- _Requirement_
Reproduce each of the records below word for word, keeping every line and line break unchanged.

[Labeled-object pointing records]
* START *

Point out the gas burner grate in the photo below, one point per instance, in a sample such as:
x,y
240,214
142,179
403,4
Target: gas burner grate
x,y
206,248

* END *

- _Written response_
Point out the gas burner grate in the photo below, one point per instance, in a sample such as:
x,y
240,214
142,179
403,4
Target: gas burner grate
x,y
206,248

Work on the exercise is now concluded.